| WHAT TO WORK ON |
Reproduce the records from the line with "Reviewer note: verify that every instance of the gravel" to the line with "<point>88,162</point>", substituting "marker" for every occurrence of "keypoint" and leaving everything else unchanged.

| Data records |
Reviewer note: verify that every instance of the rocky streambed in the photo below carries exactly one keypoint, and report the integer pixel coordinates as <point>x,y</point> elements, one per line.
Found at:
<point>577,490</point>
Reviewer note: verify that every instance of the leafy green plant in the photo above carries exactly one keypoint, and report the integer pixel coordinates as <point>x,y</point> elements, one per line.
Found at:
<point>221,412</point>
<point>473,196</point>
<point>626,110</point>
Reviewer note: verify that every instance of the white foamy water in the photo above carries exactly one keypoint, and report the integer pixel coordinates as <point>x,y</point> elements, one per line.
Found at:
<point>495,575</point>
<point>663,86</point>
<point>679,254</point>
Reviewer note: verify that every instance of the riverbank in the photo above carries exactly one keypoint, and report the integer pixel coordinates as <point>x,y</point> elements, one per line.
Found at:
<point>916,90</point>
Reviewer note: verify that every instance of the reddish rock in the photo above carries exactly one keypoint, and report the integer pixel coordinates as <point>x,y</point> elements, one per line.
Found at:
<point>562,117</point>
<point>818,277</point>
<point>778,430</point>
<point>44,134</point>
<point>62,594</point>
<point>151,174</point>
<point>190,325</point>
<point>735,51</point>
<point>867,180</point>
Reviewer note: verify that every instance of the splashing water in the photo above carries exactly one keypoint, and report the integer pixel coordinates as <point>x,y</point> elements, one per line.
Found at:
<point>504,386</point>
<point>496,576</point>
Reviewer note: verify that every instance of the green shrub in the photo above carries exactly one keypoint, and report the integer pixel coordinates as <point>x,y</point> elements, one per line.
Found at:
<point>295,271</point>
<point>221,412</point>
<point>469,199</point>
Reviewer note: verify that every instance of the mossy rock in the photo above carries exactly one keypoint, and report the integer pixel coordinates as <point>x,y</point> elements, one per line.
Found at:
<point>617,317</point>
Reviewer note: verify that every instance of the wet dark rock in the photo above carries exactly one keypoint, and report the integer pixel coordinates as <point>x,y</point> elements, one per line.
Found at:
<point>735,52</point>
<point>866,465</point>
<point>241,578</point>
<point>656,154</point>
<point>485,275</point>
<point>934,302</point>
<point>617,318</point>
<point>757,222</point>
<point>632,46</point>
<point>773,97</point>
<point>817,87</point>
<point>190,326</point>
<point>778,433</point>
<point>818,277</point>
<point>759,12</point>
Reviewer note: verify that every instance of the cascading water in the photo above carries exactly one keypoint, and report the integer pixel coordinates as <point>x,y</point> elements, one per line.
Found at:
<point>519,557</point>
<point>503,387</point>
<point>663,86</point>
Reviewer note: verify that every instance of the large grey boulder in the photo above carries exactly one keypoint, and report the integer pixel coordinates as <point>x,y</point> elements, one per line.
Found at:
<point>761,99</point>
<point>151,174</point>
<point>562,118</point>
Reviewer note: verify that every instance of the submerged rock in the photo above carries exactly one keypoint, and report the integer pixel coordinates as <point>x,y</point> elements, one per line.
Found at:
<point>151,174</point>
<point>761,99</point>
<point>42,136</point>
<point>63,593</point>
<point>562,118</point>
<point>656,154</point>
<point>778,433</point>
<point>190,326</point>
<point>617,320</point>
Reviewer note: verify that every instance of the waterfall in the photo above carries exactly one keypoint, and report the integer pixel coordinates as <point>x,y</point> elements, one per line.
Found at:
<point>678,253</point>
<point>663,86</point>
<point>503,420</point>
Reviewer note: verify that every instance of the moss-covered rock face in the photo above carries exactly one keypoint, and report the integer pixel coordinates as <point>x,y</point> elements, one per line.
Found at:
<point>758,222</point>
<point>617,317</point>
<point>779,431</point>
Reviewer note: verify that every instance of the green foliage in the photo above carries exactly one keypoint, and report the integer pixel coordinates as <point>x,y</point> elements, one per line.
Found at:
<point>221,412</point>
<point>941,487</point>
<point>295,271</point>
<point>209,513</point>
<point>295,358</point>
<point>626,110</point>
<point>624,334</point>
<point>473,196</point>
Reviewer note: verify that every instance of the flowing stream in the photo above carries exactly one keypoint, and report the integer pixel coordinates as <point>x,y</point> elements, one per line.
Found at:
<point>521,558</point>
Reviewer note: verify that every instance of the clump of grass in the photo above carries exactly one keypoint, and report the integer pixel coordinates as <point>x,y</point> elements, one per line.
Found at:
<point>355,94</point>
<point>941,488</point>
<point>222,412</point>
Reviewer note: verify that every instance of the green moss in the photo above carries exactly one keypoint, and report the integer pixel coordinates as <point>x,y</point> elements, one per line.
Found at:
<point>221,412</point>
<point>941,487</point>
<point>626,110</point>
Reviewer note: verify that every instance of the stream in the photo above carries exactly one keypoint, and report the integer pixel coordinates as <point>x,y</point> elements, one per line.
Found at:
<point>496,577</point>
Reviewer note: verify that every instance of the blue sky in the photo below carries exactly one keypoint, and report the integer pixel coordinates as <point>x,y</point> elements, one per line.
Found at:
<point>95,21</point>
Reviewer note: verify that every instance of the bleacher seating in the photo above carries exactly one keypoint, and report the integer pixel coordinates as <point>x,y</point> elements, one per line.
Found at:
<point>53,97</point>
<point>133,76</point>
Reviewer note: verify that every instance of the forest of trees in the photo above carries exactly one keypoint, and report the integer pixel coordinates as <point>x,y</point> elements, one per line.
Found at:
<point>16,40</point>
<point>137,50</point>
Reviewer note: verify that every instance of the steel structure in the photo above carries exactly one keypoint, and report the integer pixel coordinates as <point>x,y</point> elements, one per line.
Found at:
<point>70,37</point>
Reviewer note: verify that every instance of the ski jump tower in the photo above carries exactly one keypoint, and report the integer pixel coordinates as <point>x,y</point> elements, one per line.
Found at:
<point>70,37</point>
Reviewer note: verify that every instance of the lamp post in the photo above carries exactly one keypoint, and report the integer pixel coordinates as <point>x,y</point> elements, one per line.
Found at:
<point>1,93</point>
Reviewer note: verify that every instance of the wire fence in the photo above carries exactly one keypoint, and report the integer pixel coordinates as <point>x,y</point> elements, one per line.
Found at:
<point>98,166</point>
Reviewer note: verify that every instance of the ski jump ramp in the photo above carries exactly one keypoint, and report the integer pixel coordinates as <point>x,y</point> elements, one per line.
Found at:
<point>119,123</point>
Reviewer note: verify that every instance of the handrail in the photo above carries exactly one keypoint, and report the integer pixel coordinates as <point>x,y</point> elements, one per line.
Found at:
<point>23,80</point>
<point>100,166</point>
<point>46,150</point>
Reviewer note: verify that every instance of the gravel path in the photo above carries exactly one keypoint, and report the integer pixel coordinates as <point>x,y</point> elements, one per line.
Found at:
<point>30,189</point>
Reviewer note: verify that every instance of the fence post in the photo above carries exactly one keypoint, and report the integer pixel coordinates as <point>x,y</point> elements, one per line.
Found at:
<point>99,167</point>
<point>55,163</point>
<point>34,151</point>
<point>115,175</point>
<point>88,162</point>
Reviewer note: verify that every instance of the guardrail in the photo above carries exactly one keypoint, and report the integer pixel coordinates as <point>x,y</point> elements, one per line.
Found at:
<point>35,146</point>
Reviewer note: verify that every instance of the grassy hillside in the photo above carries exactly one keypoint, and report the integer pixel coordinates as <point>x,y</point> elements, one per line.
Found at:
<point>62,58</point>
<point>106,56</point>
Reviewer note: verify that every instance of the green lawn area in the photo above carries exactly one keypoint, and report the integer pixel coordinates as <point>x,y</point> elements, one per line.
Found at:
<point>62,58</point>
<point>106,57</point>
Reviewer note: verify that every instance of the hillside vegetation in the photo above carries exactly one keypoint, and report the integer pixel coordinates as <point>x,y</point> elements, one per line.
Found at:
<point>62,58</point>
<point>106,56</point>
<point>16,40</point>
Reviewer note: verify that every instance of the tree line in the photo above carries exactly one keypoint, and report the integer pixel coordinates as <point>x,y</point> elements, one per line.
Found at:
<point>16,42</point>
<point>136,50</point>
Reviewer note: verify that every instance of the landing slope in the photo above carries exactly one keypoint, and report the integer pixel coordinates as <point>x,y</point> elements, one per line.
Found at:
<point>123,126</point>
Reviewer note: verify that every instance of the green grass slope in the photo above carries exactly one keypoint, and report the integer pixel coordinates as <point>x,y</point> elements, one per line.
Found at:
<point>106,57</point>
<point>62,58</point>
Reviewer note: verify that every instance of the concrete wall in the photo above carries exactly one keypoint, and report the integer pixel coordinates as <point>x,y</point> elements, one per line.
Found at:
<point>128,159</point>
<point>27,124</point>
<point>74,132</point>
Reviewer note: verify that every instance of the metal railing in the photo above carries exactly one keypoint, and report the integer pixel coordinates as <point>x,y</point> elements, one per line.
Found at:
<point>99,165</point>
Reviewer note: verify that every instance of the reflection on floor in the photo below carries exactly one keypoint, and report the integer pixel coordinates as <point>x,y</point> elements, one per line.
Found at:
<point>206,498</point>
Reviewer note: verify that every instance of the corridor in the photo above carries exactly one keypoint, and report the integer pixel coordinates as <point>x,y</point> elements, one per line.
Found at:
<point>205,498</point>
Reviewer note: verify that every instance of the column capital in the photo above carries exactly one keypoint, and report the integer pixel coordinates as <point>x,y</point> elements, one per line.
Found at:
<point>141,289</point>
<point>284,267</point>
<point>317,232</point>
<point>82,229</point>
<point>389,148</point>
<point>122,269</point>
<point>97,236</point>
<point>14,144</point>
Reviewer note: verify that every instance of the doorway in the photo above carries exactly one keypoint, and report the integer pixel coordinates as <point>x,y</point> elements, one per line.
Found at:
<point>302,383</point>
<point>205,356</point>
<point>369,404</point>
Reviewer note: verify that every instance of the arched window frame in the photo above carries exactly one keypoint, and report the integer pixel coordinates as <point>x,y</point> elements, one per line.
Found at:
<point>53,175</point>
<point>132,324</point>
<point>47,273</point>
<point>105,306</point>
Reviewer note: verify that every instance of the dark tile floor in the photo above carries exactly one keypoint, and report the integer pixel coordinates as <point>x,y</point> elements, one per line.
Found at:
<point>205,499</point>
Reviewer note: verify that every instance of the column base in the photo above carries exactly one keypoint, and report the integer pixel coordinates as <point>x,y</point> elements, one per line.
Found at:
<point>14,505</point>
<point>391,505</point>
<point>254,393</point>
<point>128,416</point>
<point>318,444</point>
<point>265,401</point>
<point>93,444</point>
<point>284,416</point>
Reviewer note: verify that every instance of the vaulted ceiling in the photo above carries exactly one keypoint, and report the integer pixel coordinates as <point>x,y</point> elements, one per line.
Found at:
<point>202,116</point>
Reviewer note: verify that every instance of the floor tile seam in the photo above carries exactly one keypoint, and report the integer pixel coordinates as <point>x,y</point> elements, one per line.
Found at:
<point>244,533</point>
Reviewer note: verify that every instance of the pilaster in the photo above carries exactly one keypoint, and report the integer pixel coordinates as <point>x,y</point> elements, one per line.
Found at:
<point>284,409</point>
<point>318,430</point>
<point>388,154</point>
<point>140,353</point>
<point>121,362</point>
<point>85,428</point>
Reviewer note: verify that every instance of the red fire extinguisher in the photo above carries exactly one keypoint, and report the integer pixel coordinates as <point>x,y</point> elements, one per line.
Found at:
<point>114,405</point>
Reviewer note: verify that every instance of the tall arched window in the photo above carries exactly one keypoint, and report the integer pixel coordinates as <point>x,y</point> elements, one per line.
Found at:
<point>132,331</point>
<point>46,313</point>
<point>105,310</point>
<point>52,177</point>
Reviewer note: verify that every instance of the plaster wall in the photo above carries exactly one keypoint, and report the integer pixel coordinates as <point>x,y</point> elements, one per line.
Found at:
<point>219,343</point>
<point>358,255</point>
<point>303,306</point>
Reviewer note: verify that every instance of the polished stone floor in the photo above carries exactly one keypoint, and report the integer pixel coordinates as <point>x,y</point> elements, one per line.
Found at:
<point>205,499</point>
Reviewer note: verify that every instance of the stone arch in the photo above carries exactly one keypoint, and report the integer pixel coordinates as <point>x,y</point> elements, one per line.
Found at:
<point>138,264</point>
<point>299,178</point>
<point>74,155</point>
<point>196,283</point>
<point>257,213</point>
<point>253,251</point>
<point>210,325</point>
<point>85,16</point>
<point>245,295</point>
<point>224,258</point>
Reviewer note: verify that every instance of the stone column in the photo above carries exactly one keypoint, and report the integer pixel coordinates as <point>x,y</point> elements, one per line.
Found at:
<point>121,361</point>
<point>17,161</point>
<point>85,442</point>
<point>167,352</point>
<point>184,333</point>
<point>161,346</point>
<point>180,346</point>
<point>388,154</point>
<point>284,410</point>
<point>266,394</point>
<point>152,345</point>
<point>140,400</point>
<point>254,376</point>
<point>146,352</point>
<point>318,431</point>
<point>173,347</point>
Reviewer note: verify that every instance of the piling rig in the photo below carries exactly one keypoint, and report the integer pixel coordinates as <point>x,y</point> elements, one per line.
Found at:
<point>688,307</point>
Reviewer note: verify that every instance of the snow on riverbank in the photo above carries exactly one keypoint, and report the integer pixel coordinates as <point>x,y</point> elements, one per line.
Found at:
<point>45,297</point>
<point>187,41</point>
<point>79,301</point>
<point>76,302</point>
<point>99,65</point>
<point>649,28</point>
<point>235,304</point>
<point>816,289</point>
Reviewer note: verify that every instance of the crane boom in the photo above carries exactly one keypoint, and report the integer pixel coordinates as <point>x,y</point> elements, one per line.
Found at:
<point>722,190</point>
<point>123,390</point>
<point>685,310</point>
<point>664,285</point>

| EXERCISE RESULT |
Reviewer note: verify that every instance of the gravel path in the photo above carries exactly one marker, and report the integer pixel coordinates as <point>x,y</point> elements, one per line.
Found at:
<point>30,189</point>
Reviewer note: verify that every instance of the fence post in the photo above carries exactly one marker, and report the integer pixel coordinates as <point>x,y</point> elements, one per line.
Found at:
<point>99,167</point>
<point>55,163</point>
<point>34,151</point>
<point>115,175</point>
<point>88,162</point>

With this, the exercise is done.